▸ DO THIS
Gather every line in the records below that contains the string "window", treating uppercase and lowercase letters as different.

▸ SUPPLIED DATA
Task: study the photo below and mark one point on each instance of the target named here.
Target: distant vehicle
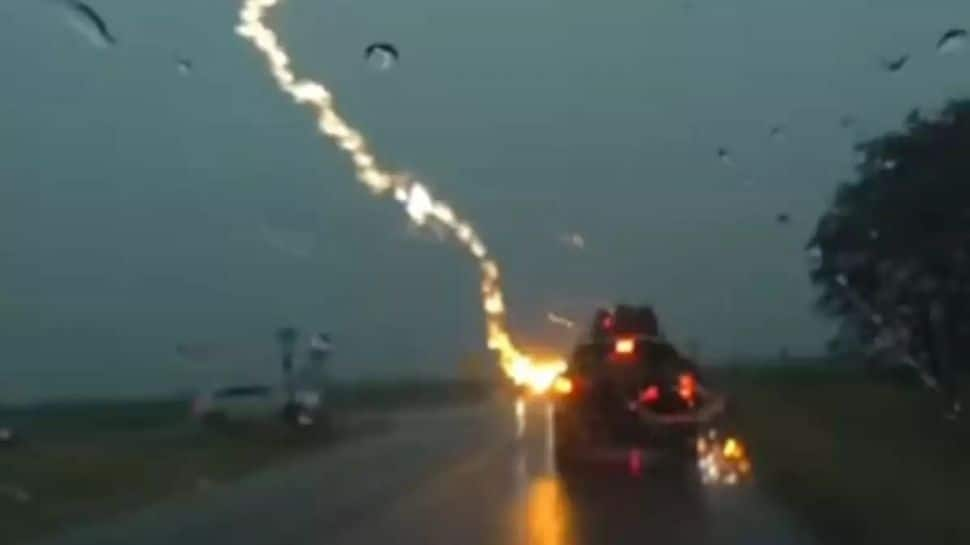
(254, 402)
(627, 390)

* * *

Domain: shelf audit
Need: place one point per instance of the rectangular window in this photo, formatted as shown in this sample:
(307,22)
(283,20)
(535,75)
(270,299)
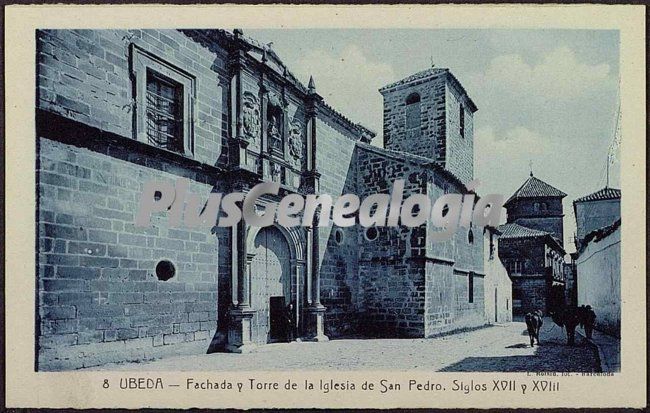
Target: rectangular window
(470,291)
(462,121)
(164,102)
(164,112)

* * *

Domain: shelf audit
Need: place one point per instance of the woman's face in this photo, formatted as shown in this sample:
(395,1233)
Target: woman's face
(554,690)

▸ WRITTEN RESPONSE
Need: place one point per instance of the rectangular window in this photo, formatted as shown in this sample:
Target: rectangular window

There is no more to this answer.